» TASK TO CARRY OUT:
Render the material from its first line through the line containing "[457,678,1090,896]", inclusive, as a numbered list, omitting any blank lines.

» GIVEN ENTRIES:
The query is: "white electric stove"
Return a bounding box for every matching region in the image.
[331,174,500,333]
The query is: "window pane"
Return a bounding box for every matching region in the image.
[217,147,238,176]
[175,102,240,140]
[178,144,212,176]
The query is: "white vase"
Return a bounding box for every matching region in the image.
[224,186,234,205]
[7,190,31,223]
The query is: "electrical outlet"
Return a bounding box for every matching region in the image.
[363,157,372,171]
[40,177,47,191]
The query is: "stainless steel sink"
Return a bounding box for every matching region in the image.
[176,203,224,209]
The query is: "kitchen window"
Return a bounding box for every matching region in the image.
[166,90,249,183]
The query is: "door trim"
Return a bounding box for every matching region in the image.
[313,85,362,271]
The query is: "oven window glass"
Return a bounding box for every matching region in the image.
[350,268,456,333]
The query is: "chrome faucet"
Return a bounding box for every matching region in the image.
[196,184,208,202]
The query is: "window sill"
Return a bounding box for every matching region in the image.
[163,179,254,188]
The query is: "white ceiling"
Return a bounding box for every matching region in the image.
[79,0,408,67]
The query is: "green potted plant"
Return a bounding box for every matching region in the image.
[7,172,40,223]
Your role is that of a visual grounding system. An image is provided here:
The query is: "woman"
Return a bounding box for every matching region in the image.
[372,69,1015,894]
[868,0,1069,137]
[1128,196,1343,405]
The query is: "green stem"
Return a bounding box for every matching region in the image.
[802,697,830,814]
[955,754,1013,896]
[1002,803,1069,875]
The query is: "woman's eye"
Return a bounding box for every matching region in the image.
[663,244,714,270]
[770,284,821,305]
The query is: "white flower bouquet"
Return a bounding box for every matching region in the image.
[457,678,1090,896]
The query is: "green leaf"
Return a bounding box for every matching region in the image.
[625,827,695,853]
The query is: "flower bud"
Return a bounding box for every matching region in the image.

» FULL RESPONSE:
1. The query is: "white electric stove"
2. Return a bounding box for every matching region in the image.
3. [331,174,500,333]
4. The query is: "window pane"
5. Return a bounding box for every matching region in the image.
6. [217,147,238,176]
7. [175,102,240,140]
8. [178,144,212,176]
9. The query is: "white vase"
10. Return a bounding box for every matching region in the image.
11. [224,186,234,205]
12. [7,190,31,223]
13. The query is: "electrical outlet"
14. Return a bounding box for every matching region in the image.
15. [363,157,372,171]
16. [40,177,47,191]
17. The query is: "stainless steel sink"
18. Return a bounding box for every matching region in the image.
19. [176,203,224,209]
20. The query is: "kitchen window"
21. Return a bounding box for every matching region in the image.
22. [166,90,249,183]
23. The query is: "door trim"
24. Return a bounding box for every matching region in the image.
25. [313,85,362,271]
26. The query is: "oven window glass"
27. Return a bounding box for every matching region in the image.
28. [350,268,456,333]
29. The query is: "chrome faucet"
30. Return a bounding box for every matching region in the image.
31. [196,184,208,202]
32. The query is: "window sill"
33. Return a bounding box for every matching region in the image.
34. [163,179,254,188]
35. The query is: "white ceiling"
36. Return a bounding box for every matching region in the image.
37. [79,0,408,67]
38. The query is: "green potted plant"
39. Return a bounding box for every matching region in the image.
40. [7,172,40,223]
41. Your role is that of a visual grounding system. An image is provided here:
42. The query is: "woman"
43. Return a bounding box for every matching region in the image.
44. [372,69,1015,894]
45. [868,0,1069,137]
46. [1128,196,1343,405]
47. The query is: "green stem"
48. Return a bounding box for every matching region in the image.
49. [802,697,830,814]
50. [955,754,1013,896]
51. [1002,803,1069,875]
52. The query is: "woman's eye"
53. Return a bounding box for every matching region in the image.
54. [663,244,714,270]
55. [770,284,821,305]
56. The query is: "white flower bouquet"
57. Return a bounding box for every matching region in the image.
58. [457,678,1090,896]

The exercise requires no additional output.